• _What to do_
Extract the full listing verbatim and drop any pictures from your copy.

= Beginning of Section =

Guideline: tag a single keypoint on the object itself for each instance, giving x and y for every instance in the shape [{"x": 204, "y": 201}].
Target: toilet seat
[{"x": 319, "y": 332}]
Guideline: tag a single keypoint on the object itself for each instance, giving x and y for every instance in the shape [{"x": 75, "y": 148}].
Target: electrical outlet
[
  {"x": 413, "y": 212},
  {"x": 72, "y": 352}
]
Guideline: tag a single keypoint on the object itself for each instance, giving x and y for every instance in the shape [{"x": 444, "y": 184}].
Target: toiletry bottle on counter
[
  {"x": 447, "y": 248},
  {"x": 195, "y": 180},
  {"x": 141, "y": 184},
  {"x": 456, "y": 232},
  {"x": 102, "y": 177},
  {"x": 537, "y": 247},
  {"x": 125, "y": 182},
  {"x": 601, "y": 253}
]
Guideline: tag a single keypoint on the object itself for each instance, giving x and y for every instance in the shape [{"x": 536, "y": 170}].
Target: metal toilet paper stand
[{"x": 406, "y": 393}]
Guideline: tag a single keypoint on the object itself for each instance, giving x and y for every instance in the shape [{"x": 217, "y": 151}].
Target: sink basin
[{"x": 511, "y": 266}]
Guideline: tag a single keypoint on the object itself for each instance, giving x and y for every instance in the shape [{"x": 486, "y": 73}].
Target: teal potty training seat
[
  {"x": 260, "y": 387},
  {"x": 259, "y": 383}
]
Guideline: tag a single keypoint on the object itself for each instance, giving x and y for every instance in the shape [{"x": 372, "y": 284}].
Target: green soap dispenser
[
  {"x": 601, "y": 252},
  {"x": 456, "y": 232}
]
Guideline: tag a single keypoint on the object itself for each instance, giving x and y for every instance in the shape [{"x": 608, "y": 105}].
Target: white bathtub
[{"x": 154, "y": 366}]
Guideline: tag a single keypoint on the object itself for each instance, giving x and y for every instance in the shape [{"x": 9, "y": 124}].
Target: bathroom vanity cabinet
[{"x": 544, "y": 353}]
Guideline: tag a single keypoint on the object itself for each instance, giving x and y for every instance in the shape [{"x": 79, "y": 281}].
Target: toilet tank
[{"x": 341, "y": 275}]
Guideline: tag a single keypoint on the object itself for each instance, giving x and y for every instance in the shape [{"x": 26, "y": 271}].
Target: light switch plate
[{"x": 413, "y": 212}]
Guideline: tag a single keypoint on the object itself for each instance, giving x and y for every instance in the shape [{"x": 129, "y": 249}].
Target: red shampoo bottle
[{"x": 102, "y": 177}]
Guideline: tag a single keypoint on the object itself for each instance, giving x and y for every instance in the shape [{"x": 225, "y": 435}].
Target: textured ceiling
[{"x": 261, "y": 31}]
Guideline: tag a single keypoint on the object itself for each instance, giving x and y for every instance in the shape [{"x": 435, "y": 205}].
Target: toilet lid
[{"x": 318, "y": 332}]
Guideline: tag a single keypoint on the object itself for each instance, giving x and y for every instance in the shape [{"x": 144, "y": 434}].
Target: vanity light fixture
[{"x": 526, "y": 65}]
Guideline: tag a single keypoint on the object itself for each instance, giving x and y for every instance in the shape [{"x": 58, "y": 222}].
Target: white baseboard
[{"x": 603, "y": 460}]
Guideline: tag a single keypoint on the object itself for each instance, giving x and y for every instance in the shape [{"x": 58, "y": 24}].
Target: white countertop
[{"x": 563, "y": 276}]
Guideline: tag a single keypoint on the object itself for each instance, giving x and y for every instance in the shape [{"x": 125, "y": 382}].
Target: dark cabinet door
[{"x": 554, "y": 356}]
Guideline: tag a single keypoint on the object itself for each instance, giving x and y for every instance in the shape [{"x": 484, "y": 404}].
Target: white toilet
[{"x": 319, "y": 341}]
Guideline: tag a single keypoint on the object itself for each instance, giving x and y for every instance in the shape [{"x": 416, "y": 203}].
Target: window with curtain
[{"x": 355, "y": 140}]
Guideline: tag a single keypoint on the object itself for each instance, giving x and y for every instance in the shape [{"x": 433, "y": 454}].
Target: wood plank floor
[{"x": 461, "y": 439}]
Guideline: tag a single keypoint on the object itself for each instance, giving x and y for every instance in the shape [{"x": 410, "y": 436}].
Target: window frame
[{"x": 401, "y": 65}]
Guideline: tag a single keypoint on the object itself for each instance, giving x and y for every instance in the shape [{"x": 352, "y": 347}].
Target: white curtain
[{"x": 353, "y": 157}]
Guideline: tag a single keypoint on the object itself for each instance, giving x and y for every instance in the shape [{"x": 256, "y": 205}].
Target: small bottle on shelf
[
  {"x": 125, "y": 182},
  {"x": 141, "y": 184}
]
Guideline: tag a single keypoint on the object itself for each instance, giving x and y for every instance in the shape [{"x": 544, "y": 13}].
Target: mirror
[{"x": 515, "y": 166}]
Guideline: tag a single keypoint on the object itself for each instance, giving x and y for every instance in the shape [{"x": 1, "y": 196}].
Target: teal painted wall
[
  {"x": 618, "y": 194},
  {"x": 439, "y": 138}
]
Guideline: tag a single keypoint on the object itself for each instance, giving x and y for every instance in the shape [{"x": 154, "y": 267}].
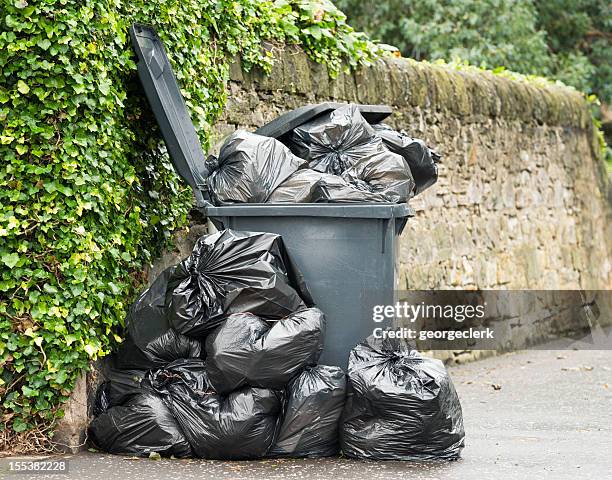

= End of Section =

• _Task output_
Guideline: tag a single keypoint on the object itself for each instance, giving x and y for every instance in the shape [{"x": 204, "y": 201}].
Target: toilet seat
[{"x": 319, "y": 332}]
Guideline: tag a single keypoint on the object itself for each instance, giving x and y for every instance in the shape [{"x": 75, "y": 148}].
Target: electrical outlet
[
  {"x": 413, "y": 212},
  {"x": 72, "y": 352}
]
Guideline: tag a single keypoint on the object itself for each instance, giving x and y for every instance in the shape [{"x": 444, "y": 184}].
Target: toiletry bottle on counter
[
  {"x": 447, "y": 248},
  {"x": 195, "y": 180},
  {"x": 141, "y": 184},
  {"x": 456, "y": 232},
  {"x": 102, "y": 177},
  {"x": 537, "y": 247},
  {"x": 125, "y": 182},
  {"x": 601, "y": 253}
]
Guideline: tag a single keypoint on the object itself for each instance, giving x and y for every instance in the shape [{"x": 536, "y": 170}].
Target: metal toilet paper stand
[{"x": 406, "y": 393}]
Guideline: tag a single keypoint on the object itself for each instance, giving x and y for every instance in the shape [{"x": 217, "y": 151}].
Target: sink basin
[{"x": 511, "y": 266}]
Guideline: tag a single keypoint on the object itself for each instance, giving x and y for every instance in the shape [{"x": 486, "y": 73}].
Target: teal potty training seat
[
  {"x": 260, "y": 387},
  {"x": 259, "y": 383}
]
Guideline: tag a single keypoint on the object itself for each instance, giving x and y for every instance in the shape [{"x": 372, "y": 284}].
Target: green soap dispenser
[
  {"x": 601, "y": 252},
  {"x": 456, "y": 232}
]
Guideline: tag a single keypoint on the object itself for each instance, giving x and y for every instance in the shape [{"x": 608, "y": 105}].
Target: white bathtub
[{"x": 154, "y": 366}]
Guideline: tag a single keypoint on the object itself for each instance, giving x and y for every instance in the shape [{"x": 9, "y": 124}].
Target: bathroom vanity cabinet
[{"x": 544, "y": 353}]
Guideline: tag a single keypoint on the object itself for each instance, giving x and y for every instance in the shape [{"x": 79, "y": 281}].
Target: toilet tank
[{"x": 341, "y": 275}]
Guideline: tag a single keypoint on the object itself for each instance, giving x and y for every instance in the shape [{"x": 26, "y": 271}].
Target: light switch plate
[{"x": 413, "y": 212}]
Guideline: tag a single keypoint on the object itself for each instance, giving x and y for every instance in the shape [{"x": 129, "y": 249}].
Target: red shampoo bottle
[{"x": 102, "y": 177}]
Guideline: tag a single keypoint on the object itself for each instance, giving x and y for every instance in the shape [{"x": 225, "y": 435}].
Target: textured ceiling
[{"x": 261, "y": 31}]
Guideline: tag a single keypoint on the object itself for each instance, giving x and y for every instance in the shape [{"x": 435, "y": 205}].
Target: toilet lid
[{"x": 318, "y": 332}]
Guideline: tag a single keypoint on the object itself for each instance, giving x and y for every instance in the shape [{"x": 144, "y": 434}].
Target: vanity light fixture
[{"x": 526, "y": 65}]
Guideline: tag a single keypoint on the object itself for each instance, giving x and y for every instance in the shape [{"x": 58, "y": 222}].
Target: white baseboard
[{"x": 603, "y": 460}]
Guideline: tag a single keypoint on the object itself for each instance, giving x and y for every instance in the shape [{"x": 58, "y": 24}].
Target: white countertop
[{"x": 563, "y": 276}]
Guideline: tag a single keypoint on the object itself for each instance, giving x and y for every instance in the shape [{"x": 125, "y": 382}].
Target: dark cabinet door
[{"x": 554, "y": 356}]
Guideline: tag a single keypoint on the object itself for each instance, giving x and y for every instance in the shape [{"x": 484, "y": 404}].
Target: white toilet
[{"x": 319, "y": 341}]
Guideline: tag a single keypoint on the object itself for each instance, giving x and y for every instance in the shape [{"x": 416, "y": 203}].
Target: window with curtain
[{"x": 355, "y": 140}]
Guideline: tag a single keypoint on the object itself for each instance, giving x and y for every instance in the shape [{"x": 433, "y": 454}].
Target: wood plank floor
[{"x": 461, "y": 439}]
Guideline: tag a single keypoint on the object itself for each instance, giving x and y for every instance in the shape [{"x": 410, "y": 436}].
Target: window frame
[{"x": 401, "y": 65}]
Guideline: tag a single keypoint on the object itself for each instance, giving x and y for every instance in the shape [{"x": 352, "y": 347}].
Target: white curtain
[{"x": 353, "y": 157}]
Guideline: tag a single keypoint on the object itself for each instance, giving x and y for every instance in the shape [{"x": 256, "y": 205}].
Target: small bottle on shelf
[
  {"x": 125, "y": 182},
  {"x": 141, "y": 184}
]
Guideline: tag a single keypoint on the object itself for each instance, giving x and y for every instance in the shape [{"x": 544, "y": 13}].
Target: mirror
[{"x": 515, "y": 166}]
Guideline: tag a single keypoint on the object itself for each instance, giving x and y for every instance in the shape [{"x": 1, "y": 196}].
Target: teal painted wall
[
  {"x": 618, "y": 194},
  {"x": 439, "y": 138}
]
Guideline: tag a single keypoint on the object itself for each instance, giving x and y for every instance in the shape [{"x": 154, "y": 267}].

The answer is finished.